* Extracted entries *
"""
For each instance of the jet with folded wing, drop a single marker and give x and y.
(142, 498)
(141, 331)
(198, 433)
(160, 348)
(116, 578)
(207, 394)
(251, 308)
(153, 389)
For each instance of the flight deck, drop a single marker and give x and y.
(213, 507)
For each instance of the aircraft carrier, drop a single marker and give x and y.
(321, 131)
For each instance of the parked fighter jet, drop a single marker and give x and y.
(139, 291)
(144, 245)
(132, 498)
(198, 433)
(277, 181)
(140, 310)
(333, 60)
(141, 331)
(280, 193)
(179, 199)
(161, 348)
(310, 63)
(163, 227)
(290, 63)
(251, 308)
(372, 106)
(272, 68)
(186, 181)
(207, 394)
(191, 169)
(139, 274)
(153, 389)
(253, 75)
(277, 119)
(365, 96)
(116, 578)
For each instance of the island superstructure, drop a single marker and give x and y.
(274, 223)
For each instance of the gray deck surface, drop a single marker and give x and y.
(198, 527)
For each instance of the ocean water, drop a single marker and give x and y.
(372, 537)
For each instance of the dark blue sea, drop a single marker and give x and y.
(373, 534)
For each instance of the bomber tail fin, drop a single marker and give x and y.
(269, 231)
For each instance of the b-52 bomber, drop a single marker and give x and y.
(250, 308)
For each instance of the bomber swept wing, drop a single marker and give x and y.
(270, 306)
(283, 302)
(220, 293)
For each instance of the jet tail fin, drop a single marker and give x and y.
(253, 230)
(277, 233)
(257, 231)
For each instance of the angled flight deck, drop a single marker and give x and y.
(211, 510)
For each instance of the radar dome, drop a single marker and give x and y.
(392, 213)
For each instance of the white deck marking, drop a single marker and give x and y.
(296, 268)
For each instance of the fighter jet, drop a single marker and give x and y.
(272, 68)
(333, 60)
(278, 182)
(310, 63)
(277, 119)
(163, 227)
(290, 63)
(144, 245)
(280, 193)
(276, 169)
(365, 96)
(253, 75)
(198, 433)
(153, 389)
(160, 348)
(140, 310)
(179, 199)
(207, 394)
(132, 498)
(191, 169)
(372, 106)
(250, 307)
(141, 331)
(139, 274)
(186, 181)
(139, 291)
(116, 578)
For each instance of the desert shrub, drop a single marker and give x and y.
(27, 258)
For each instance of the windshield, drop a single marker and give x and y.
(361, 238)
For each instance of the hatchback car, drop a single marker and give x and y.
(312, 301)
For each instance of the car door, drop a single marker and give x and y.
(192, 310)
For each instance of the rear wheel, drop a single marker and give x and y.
"""
* Stated exercise *
Switch every "marker" in the data above to "pin", and write out all the lines again with nothing else changed.

* Task result *
For each instance of the jet with folded wing, drop a single pin and give x and y.
(142, 498)
(141, 331)
(198, 433)
(160, 348)
(116, 578)
(207, 394)
(251, 308)
(153, 389)
For each instance of the flight deck, drop a single pin and give x and y.
(213, 507)
For each instance of the aircraft carrier, drop a single pin and give x and y.
(321, 131)
For each instance of the parked fighter jet, drop a single pin and give x and y.
(139, 291)
(144, 245)
(132, 498)
(198, 433)
(277, 181)
(140, 310)
(333, 60)
(141, 331)
(280, 193)
(179, 199)
(161, 348)
(310, 63)
(163, 227)
(290, 63)
(251, 308)
(372, 106)
(272, 68)
(186, 181)
(207, 394)
(191, 169)
(139, 274)
(153, 389)
(253, 75)
(277, 119)
(365, 96)
(116, 578)
For each instance of the island superstructure, drop a single pin and give x and y.
(274, 223)
For each instance of the gray deck surface, drop a single pin and give x and y.
(198, 527)
For each instance of the ocean water, drop a single pin and give x and y.
(372, 537)
For each instance of the dark blue sea, drop a single pin and give x and y.
(373, 534)
For each instance of the bomber tail fin, drop a single pin and give x and y.
(269, 231)
For each instance of the b-52 bomber, drop a single pin and give x and y.
(250, 308)
For each instance of the bomber swept wing, drop a single pin and give x and y.
(270, 306)
(283, 302)
(220, 293)
For each instance of the jet tail fin, drop a single pin and give x and y.
(253, 230)
(277, 233)
(257, 231)
For each instance of the angled flight deck, drop a single pin and give x and y.
(211, 510)
For each instance of the radar dome, drop a single pin and give x and y.
(392, 213)
For each instance of the white deck marking, drop a single pin and give x and y.
(296, 268)
For each instance of the fighter jet, drop a single pin and give x and y.
(272, 68)
(333, 60)
(278, 182)
(310, 63)
(277, 119)
(163, 227)
(290, 63)
(144, 245)
(280, 193)
(276, 169)
(365, 96)
(253, 75)
(198, 433)
(153, 389)
(160, 348)
(140, 310)
(179, 199)
(207, 394)
(132, 498)
(191, 169)
(372, 106)
(250, 307)
(141, 331)
(139, 274)
(186, 181)
(139, 291)
(116, 578)
For each instance of the desert shrub, drop a single pin and give x and y.
(27, 258)
For each instance of the windshield, drop a single pin and give x and y.
(361, 238)
For each instance of the hatchback car, drop a single pin and give x and y.
(312, 301)
For each instance of the car door, drop a single pin and give x and y.
(192, 310)
For each instance of the rear wheel, drop a single pin and give x and y.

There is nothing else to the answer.